* PROBLEM SET:
1. According to the journalism department history, how many students has the department graduated since it was established?
2. Duplicate the portion of the journalism department history starting with "Gary Coll, a" and going on through "of the campus.".
++++ TEXT SHOWN
Home is where the heart is. No one department at the University of Wisconsin Oshkosh knows that better than the Department of Journalism.

In five decades, the journalism department has had five different homes: a house in front of Reeve Memorial Union, which is now a parking lot; a building behind Clow Hall, which is now also a parking lot; the basement of Radford Hall; Clow Classroom; and finally, the third floor of Sage, where it is still housed today.

The department was started with one purpose: to train newspaper reporters. But it has continually updated its programs and majors, and today offers a major in Public Relations and a major in journalism. The journalism major also includes emphases in multimedia journalism, which is new this year, as well as advertising and media studies. And advertising will soon be another major offered, although it will take two years to get the major approved,
Since the Department was established in 1968, it has graduated more than 2,800 students.

Gary Coll, a former professor and chairman of the department, recalled fighting against the department moving into standard-type academic quarters. This began when David Lippert, founder of the department, worked to find buildings on campus to house the department and The Advance-Titan newspaper that were set off in some way from the rest of the campus.

“You know, you don’t want to be too close to anybody if you’re a journalist,” Coll said. “You want to be able to be independent and objective. You won’t want others looking over your shoulder all the time as that might put pressure on you. So, it was a succession of buildings and we were always trying to be on our own and develop our own classrooms, our own reading room, and things like that.”

Today, the UWO Department of Journalism has a main office, a reading room, a journalism computer lab, a scanning lab, two graphics labs, a photo studio, a journalism workroom and offices for its 11 faculty and staff members.

The Advance-Titan, the department’s oldest student organization, was founded in 1894 as the Normal Advance and switched its name to The Advance-Titan in 1967. Since its establishment, the department has founded four other clubs: Advertising Club, Photo Club, the Dr. Julie Henderson Public Relations Student Society of America and the Society of Professional Journalists. In addition, it also has a chapter of Kappa Tau Alpha, a national society that honors achievement in journalism.
++++++++
++++ DATA RECORDS
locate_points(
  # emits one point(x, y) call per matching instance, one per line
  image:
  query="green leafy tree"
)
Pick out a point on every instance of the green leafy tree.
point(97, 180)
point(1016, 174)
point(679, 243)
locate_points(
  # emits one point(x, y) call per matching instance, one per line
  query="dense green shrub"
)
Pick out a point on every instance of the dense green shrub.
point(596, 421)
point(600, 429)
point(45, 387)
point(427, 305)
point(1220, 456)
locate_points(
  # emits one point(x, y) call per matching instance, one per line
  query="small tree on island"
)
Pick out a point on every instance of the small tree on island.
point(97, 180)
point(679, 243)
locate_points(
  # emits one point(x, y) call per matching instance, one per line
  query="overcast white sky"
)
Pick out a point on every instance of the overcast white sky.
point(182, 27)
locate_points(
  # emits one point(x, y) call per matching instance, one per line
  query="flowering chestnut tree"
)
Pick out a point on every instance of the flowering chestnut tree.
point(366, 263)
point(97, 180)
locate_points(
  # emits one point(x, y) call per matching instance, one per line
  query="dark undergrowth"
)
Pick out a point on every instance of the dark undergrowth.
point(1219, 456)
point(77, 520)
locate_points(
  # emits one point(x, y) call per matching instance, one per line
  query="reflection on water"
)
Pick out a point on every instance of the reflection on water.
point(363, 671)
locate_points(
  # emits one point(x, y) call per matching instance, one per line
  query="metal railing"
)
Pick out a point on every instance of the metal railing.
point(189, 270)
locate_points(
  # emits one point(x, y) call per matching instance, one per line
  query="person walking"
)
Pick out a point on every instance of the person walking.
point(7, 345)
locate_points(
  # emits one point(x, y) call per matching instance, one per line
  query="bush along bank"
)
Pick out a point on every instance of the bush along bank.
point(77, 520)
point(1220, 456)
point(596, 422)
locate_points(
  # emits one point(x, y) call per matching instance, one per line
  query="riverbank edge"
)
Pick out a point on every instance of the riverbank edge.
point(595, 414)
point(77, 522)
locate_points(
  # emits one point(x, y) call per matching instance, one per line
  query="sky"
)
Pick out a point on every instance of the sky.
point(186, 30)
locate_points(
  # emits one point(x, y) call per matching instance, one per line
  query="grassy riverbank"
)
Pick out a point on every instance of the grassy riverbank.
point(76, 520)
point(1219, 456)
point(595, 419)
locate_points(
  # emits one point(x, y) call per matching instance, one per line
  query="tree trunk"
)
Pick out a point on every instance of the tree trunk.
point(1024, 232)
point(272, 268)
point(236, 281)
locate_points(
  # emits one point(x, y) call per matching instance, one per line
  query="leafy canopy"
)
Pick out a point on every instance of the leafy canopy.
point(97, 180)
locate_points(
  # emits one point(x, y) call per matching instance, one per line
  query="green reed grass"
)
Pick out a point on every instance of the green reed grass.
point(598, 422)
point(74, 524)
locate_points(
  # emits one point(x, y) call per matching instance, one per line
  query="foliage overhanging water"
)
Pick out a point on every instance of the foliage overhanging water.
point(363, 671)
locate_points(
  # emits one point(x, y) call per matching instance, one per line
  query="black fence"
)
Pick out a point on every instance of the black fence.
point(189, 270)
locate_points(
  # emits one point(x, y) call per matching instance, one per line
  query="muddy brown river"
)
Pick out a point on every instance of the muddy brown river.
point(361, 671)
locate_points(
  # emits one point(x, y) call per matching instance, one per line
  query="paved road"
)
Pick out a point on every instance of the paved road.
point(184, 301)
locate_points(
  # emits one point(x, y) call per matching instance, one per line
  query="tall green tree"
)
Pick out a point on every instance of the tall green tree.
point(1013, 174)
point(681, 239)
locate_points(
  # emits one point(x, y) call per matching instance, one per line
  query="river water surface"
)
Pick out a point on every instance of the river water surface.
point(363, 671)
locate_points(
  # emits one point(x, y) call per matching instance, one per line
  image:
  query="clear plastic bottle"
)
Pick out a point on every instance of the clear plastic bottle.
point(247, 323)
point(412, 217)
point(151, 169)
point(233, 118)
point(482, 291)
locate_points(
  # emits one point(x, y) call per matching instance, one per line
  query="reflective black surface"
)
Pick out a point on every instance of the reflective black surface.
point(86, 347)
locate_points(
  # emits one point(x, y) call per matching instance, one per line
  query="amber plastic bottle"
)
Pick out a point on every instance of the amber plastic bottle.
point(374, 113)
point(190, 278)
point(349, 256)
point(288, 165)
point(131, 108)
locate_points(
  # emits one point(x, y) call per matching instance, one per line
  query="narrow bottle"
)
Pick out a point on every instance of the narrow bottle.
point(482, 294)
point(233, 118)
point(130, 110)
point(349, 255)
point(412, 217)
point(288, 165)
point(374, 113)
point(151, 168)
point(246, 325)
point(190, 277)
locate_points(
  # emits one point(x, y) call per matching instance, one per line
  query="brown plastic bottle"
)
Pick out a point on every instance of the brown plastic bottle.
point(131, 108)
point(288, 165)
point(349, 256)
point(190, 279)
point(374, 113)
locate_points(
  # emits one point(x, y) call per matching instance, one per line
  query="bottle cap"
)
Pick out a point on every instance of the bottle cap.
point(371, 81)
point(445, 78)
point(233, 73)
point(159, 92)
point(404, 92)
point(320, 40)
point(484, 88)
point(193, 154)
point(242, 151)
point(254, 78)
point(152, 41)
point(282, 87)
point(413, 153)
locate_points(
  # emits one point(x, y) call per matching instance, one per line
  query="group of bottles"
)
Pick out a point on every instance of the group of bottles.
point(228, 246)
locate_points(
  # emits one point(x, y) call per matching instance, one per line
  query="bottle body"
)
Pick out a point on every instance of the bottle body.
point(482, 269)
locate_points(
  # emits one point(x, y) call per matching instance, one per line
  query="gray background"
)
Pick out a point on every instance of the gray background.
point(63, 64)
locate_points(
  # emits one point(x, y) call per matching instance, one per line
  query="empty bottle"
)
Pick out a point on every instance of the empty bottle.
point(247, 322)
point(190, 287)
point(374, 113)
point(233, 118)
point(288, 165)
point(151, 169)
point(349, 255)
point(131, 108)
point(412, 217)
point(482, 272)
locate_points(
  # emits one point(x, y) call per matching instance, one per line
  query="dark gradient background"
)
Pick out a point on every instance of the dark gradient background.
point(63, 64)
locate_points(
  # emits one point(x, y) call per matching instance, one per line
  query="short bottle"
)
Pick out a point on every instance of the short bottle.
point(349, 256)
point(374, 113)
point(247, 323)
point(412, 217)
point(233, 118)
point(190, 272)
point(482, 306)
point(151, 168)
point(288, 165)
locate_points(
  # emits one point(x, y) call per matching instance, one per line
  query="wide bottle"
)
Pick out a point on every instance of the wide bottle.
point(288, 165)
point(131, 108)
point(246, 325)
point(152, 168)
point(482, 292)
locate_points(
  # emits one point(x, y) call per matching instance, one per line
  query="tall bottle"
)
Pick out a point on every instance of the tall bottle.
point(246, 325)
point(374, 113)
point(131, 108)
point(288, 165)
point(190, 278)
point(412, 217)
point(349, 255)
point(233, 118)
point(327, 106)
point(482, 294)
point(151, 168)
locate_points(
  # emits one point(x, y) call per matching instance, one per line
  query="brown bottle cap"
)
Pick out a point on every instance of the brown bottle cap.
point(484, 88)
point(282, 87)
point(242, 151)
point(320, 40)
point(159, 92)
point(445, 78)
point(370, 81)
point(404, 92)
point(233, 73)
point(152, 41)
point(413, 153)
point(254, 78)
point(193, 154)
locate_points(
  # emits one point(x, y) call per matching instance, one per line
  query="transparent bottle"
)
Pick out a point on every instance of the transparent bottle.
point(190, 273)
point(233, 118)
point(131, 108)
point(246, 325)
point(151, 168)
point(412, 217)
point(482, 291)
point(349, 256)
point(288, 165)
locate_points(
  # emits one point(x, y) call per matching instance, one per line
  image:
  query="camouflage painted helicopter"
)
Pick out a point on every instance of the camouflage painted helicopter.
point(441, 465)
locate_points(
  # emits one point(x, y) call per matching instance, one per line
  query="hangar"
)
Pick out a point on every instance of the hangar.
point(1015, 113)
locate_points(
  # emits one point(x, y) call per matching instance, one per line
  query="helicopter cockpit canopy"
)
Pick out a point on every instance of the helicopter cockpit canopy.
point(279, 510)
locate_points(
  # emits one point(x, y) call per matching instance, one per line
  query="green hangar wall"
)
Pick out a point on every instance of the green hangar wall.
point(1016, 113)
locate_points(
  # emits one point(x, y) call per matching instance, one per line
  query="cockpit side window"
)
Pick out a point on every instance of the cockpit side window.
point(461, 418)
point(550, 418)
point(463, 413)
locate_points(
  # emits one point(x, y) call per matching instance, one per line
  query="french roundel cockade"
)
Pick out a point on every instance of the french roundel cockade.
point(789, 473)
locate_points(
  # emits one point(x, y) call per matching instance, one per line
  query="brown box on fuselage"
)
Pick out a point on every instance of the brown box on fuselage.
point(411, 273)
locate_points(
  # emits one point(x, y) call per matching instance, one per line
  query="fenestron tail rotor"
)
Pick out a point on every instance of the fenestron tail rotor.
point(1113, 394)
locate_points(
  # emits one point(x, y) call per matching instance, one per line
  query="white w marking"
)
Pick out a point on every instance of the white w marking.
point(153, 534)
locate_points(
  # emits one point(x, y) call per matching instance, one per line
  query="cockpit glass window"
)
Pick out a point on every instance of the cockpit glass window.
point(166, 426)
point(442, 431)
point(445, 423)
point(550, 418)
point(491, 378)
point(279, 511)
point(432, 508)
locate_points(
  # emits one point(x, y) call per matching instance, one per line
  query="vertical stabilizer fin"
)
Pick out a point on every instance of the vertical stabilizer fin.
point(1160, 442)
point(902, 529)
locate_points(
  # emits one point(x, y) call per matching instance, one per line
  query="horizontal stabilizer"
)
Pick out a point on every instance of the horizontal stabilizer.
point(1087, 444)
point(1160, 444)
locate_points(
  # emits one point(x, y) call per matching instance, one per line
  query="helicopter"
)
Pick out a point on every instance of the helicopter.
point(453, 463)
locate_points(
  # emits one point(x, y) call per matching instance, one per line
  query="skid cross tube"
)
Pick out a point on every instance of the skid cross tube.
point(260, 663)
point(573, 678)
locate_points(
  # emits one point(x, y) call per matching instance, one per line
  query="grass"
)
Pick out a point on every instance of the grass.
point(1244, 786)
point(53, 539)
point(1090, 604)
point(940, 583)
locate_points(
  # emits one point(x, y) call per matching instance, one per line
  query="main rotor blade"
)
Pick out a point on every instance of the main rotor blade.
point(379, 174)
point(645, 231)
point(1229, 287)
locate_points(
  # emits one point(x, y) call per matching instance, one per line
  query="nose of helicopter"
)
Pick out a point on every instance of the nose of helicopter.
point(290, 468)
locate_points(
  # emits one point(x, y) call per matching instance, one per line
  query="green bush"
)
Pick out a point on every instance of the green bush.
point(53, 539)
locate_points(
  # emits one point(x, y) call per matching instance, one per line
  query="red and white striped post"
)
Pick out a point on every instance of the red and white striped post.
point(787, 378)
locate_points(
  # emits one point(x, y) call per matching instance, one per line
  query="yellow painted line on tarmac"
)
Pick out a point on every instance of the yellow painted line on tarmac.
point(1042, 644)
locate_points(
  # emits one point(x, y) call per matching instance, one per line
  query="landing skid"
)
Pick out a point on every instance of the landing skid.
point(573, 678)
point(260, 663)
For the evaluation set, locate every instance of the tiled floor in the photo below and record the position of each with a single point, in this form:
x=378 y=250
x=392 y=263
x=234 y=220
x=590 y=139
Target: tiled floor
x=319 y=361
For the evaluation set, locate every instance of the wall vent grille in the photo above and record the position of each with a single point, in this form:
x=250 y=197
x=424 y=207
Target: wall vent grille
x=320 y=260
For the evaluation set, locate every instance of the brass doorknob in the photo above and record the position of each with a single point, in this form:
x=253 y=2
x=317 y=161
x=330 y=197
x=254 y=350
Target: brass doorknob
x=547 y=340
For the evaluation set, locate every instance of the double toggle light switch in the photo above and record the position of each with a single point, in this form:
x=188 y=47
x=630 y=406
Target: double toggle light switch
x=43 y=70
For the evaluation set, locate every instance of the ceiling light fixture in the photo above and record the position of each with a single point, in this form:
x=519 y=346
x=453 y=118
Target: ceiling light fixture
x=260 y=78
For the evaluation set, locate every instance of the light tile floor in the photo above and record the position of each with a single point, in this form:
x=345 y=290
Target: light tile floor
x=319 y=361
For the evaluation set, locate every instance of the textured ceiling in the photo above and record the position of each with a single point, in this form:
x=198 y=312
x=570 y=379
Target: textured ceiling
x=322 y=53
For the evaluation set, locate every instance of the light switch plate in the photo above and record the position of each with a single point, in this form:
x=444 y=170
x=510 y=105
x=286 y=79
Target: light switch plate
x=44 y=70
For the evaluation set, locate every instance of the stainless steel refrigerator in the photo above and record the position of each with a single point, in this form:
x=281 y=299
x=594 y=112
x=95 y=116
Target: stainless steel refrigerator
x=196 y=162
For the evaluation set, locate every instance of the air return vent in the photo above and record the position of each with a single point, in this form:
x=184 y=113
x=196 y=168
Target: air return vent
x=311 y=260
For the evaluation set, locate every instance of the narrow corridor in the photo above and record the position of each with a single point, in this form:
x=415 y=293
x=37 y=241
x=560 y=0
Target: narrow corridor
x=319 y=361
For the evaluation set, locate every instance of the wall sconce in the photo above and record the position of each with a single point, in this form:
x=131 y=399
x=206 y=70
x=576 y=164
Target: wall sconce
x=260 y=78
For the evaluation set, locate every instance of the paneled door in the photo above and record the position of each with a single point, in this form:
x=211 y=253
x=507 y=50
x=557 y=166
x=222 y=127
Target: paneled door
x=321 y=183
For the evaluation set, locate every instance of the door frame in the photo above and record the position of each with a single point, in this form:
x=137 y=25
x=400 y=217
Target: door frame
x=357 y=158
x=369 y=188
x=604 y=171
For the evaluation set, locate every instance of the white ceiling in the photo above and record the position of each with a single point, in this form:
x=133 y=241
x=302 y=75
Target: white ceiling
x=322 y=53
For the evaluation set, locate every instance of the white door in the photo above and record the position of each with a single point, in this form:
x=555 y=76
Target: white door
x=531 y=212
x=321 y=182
++++++++
* TASK RESULTS:
1. More than 2,800 students.

2.
Gary Coll, a former professor and chairman of the department, recalled fighting against the department moving into standard-type academic quarters. This began when David Lippert, founder of the department, worked to find buildings on campus to house the department and The Advance-Titan newspaper that were set off in some way from the rest of the campus.